* _What you will do_:
For the records below, print every one exactly, with nothing dropped.

(Referring expression data)
···

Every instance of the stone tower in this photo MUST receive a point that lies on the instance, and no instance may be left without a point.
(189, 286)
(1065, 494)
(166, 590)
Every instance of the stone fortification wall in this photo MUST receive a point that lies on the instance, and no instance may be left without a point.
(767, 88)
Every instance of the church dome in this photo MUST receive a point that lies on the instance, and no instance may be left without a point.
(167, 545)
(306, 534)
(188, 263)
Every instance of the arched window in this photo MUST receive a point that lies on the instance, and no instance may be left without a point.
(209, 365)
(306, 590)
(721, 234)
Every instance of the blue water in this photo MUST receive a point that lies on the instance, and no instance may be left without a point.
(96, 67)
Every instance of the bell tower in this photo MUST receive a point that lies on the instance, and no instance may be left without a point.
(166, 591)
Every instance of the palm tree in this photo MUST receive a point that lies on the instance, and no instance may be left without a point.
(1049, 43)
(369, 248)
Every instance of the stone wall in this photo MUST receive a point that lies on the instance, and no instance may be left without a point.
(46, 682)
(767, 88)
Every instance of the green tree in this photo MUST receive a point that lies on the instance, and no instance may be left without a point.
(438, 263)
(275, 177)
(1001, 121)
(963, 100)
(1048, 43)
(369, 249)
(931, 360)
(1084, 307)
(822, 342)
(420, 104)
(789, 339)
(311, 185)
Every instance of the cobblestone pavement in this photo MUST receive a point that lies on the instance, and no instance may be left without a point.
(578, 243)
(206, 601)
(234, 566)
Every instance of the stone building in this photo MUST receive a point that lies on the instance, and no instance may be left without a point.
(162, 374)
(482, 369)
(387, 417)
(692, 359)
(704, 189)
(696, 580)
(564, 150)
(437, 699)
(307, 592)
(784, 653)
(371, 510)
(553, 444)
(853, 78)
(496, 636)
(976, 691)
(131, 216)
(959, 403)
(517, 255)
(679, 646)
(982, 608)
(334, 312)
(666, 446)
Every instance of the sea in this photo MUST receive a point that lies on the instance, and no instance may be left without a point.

···

* _Answer box_:
Every instance of the stone tower in this photo MUST receive a point that lies on the instance, and no instance may be left without a point.
(189, 286)
(1065, 494)
(166, 590)
Every instance of the stone fortification wall in this photo MUST receive a point that lies on the instance, and no instance may be left without a point.
(767, 88)
Every instance of the church dome in this photo MUST receive a point that lies on the instance, and no instance may be left without a point.
(167, 545)
(306, 534)
(188, 263)
Every instance of the arched window in this photo MUST receive a point that lies on the instance, and no instance may be left without a point.
(209, 365)
(306, 590)
(721, 234)
Every instance of the blue water in this photo MUST receive a point that lies on the instance, and no instance may be left without a point.
(96, 67)
Every instance of the bell tower in this photo MUST receive a point that lies on the instance, and no instance may be left without a point.
(166, 591)
Every instance of the palm tree in this photo MUST receive a point that lies on the instance, and no instance may be left without a point.
(1049, 43)
(369, 248)
Every instance of the stone wall in this photo MUST receive a point that lies on the instance, and no instance may be left without a point.
(46, 682)
(767, 88)
Every instance of the green tree in this photo MUST receive a point that lies on the instance, and no instance may be left without a point.
(438, 263)
(275, 177)
(1001, 121)
(963, 100)
(1048, 43)
(369, 249)
(931, 360)
(1084, 307)
(822, 342)
(420, 104)
(789, 339)
(311, 185)
Every instance of the cobblestone pavement in this photo MUST receive a point that lies on the instance, and no instance may be left without a point.
(578, 243)
(206, 601)
(234, 566)
Every instance of the stone building in this photo MUST receive a point that lies on the instance, and no instance may be left without a point.
(162, 374)
(482, 369)
(387, 417)
(692, 359)
(704, 189)
(696, 580)
(564, 150)
(437, 699)
(307, 592)
(784, 653)
(371, 510)
(553, 444)
(853, 78)
(496, 636)
(976, 691)
(131, 216)
(959, 403)
(517, 255)
(679, 646)
(982, 608)
(334, 312)
(666, 446)
Every instance of the sea in this photo MUST receive a point that lies on the instance, and no instance may be left without a point.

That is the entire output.